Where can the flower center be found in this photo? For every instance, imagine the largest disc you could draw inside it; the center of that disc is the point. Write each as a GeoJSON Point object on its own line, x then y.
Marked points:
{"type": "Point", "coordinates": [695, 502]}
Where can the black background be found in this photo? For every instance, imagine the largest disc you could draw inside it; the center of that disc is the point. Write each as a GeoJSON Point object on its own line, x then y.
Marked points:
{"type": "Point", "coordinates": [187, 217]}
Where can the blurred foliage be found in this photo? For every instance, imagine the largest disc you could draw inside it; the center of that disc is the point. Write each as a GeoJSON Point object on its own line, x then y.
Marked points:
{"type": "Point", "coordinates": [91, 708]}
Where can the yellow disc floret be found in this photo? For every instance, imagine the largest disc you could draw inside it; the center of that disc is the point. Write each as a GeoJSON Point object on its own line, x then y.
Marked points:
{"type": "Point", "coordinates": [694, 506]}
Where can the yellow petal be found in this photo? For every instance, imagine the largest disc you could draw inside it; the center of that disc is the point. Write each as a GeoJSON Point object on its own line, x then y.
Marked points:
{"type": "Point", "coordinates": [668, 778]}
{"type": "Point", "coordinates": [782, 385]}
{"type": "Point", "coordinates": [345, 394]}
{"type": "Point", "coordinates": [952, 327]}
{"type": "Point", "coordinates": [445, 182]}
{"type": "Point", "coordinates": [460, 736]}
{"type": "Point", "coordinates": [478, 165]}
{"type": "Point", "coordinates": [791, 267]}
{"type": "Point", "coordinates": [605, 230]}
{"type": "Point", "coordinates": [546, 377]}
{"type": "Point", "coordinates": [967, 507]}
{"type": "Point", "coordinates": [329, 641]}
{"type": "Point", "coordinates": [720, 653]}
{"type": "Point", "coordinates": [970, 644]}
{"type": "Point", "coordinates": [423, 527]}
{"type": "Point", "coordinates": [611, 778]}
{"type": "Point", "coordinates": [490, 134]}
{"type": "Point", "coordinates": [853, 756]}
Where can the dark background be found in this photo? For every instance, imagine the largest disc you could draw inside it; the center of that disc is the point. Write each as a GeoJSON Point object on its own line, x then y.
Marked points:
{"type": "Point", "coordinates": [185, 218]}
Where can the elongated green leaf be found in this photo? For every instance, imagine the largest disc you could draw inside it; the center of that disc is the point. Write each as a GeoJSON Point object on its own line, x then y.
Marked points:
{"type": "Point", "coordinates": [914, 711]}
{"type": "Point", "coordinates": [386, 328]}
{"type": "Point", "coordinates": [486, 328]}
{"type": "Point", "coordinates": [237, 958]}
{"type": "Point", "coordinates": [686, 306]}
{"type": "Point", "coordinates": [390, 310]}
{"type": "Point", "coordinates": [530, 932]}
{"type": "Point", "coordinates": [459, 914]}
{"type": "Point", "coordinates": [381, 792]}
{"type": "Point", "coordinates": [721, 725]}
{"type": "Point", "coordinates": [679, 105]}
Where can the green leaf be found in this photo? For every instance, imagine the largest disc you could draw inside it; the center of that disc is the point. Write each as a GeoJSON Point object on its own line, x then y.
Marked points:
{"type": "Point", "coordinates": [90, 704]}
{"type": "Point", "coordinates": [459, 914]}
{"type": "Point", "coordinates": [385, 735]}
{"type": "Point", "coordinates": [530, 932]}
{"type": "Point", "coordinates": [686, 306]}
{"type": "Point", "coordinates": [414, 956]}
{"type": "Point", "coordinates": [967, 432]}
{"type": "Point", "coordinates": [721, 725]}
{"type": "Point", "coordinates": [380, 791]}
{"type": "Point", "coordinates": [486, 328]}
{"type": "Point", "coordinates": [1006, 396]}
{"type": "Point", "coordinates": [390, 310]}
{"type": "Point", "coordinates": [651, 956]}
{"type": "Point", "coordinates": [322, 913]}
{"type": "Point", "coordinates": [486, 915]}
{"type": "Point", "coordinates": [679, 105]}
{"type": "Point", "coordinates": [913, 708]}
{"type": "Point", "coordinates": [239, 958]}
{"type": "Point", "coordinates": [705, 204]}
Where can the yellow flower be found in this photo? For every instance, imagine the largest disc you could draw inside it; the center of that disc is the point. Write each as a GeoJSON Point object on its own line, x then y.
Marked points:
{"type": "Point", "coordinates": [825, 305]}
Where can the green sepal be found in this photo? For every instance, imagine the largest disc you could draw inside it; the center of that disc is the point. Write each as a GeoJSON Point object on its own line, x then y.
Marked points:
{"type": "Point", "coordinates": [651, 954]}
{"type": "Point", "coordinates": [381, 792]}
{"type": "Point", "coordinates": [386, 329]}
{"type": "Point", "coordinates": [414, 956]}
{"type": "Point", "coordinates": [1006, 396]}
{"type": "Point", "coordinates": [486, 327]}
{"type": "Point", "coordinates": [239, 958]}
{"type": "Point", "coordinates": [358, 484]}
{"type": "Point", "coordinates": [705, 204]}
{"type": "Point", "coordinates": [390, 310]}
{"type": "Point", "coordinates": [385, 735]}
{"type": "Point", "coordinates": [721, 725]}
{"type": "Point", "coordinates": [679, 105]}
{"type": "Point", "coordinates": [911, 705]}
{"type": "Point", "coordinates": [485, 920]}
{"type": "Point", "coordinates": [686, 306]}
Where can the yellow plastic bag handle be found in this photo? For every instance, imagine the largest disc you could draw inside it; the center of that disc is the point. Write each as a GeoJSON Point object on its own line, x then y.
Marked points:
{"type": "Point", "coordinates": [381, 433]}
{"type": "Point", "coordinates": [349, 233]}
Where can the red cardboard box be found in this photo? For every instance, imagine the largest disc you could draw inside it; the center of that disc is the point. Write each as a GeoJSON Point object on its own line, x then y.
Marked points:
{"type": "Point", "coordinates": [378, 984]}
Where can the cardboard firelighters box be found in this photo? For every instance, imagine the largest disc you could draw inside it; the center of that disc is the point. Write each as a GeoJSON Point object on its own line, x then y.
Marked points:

*Exercise objective:* The records above are to be written out again word for word.

*Written answer:*
Where can the flower center be found in this photo? For every instance, imagine the largest disc you could draw inside it; the center of that disc is the point. Write each as a GeoJSON Point object on its own line, x then y.
Marked points:
{"type": "Point", "coordinates": [695, 502]}
Where can the black background be found in this photo? For every instance, imagine the largest disc you could draw inside it; the center of that disc is the point. Write each as a GeoJSON Point object on its own line, x then y.
Marked points:
{"type": "Point", "coordinates": [187, 217]}
Where can the blurred foliage be found in this photo? For every instance, imagine the largest disc you could draw inside it; the center of that disc is the point. Write each as a GeoJSON Point object on its own line, x then y.
Marked points:
{"type": "Point", "coordinates": [91, 708]}
Where can the yellow disc floret be found in this photo? For every instance, imagine the largest disc you could draw inside it; the center of that disc is the point. Write each as a GeoJSON Point object on its own line, x then y.
Marked points:
{"type": "Point", "coordinates": [694, 506]}
Where can the yellow petal be found in this photo? For every instance, imagine the largest disc you could draw inside it; the center of that disc is the point. Write each as a GeoJSON Point object on its own line, x then y.
Marked points:
{"type": "Point", "coordinates": [668, 778]}
{"type": "Point", "coordinates": [782, 385]}
{"type": "Point", "coordinates": [345, 394]}
{"type": "Point", "coordinates": [952, 327]}
{"type": "Point", "coordinates": [445, 182]}
{"type": "Point", "coordinates": [460, 736]}
{"type": "Point", "coordinates": [478, 165]}
{"type": "Point", "coordinates": [791, 267]}
{"type": "Point", "coordinates": [605, 230]}
{"type": "Point", "coordinates": [546, 377]}
{"type": "Point", "coordinates": [967, 507]}
{"type": "Point", "coordinates": [329, 641]}
{"type": "Point", "coordinates": [720, 653]}
{"type": "Point", "coordinates": [970, 644]}
{"type": "Point", "coordinates": [423, 527]}
{"type": "Point", "coordinates": [611, 778]}
{"type": "Point", "coordinates": [490, 134]}
{"type": "Point", "coordinates": [853, 756]}
Where can the dark background be found in this photo? For every instance, imagine the largest disc you could draw inside it; the center of that disc is the point. Write each as a GeoJSON Point object on its own line, x then y.
Marked points:
{"type": "Point", "coordinates": [185, 218]}
Where can the elongated green leaf be found in this photo? For every instance, imagine the largest disc you could draw inside it; the center of that disc is the point. Write each as a GeoJSON Point object on its own line, x then y.
Marked points:
{"type": "Point", "coordinates": [914, 711]}
{"type": "Point", "coordinates": [386, 328]}
{"type": "Point", "coordinates": [486, 328]}
{"type": "Point", "coordinates": [237, 958]}
{"type": "Point", "coordinates": [686, 306]}
{"type": "Point", "coordinates": [390, 310]}
{"type": "Point", "coordinates": [530, 932]}
{"type": "Point", "coordinates": [459, 914]}
{"type": "Point", "coordinates": [381, 792]}
{"type": "Point", "coordinates": [721, 725]}
{"type": "Point", "coordinates": [679, 105]}
Where can the green leaf be found in this photo? For every instance, imagine the largest disc you could draw inside it; the center of that disc is the point. Write each as a GeoJSON Point object on its own line, x then y.
Marked points:
{"type": "Point", "coordinates": [90, 704]}
{"type": "Point", "coordinates": [459, 914]}
{"type": "Point", "coordinates": [385, 735]}
{"type": "Point", "coordinates": [530, 932]}
{"type": "Point", "coordinates": [686, 306]}
{"type": "Point", "coordinates": [414, 956]}
{"type": "Point", "coordinates": [967, 432]}
{"type": "Point", "coordinates": [721, 725]}
{"type": "Point", "coordinates": [380, 791]}
{"type": "Point", "coordinates": [486, 328]}
{"type": "Point", "coordinates": [1006, 396]}
{"type": "Point", "coordinates": [390, 310]}
{"type": "Point", "coordinates": [651, 956]}
{"type": "Point", "coordinates": [322, 913]}
{"type": "Point", "coordinates": [486, 915]}
{"type": "Point", "coordinates": [679, 105]}
{"type": "Point", "coordinates": [913, 708]}
{"type": "Point", "coordinates": [239, 958]}
{"type": "Point", "coordinates": [705, 204]}
Where can the yellow flower be found in this photo? For every instance, imagine the largest disc you could draw inside it; the center of that disc is the point. Write each as a GeoJSON Point object on its own line, x then y.
Marked points:
{"type": "Point", "coordinates": [825, 305]}
Where can the green sepal be found in this photo? For every instance, imagine the largest disc you could draw inside it; the center of that disc is the point. Write each as a GeoJSON Point object on its own line, x then y.
Marked points:
{"type": "Point", "coordinates": [651, 954]}
{"type": "Point", "coordinates": [381, 792]}
{"type": "Point", "coordinates": [386, 329]}
{"type": "Point", "coordinates": [414, 956]}
{"type": "Point", "coordinates": [1006, 396]}
{"type": "Point", "coordinates": [486, 327]}
{"type": "Point", "coordinates": [239, 958]}
{"type": "Point", "coordinates": [358, 484]}
{"type": "Point", "coordinates": [705, 204]}
{"type": "Point", "coordinates": [390, 310]}
{"type": "Point", "coordinates": [385, 735]}
{"type": "Point", "coordinates": [721, 725]}
{"type": "Point", "coordinates": [679, 105]}
{"type": "Point", "coordinates": [911, 705]}
{"type": "Point", "coordinates": [485, 920]}
{"type": "Point", "coordinates": [686, 306]}
Where can the yellow plastic bag handle be found in this photo? For every instance, imagine the largest disc you could draw inside it; the center of that disc is the point. Write each as a GeoJSON Point object on its own line, x then y.
Marked points:
{"type": "Point", "coordinates": [381, 433]}
{"type": "Point", "coordinates": [349, 233]}
Where can the red cardboard box be found in this photo? For every instance, imagine the largest disc you could draw inside it; the center of that disc is the point. Write each as a GeoJSON Point object on its own line, x then y.
Marked points:
{"type": "Point", "coordinates": [378, 984]}
Where can the cardboard firelighters box be found in this photo? For every instance, imagine the largest disc you could draw inside it; the center of that disc is the point. Write each as a GeoJSON Point object on its own line, x then y.
Marked points:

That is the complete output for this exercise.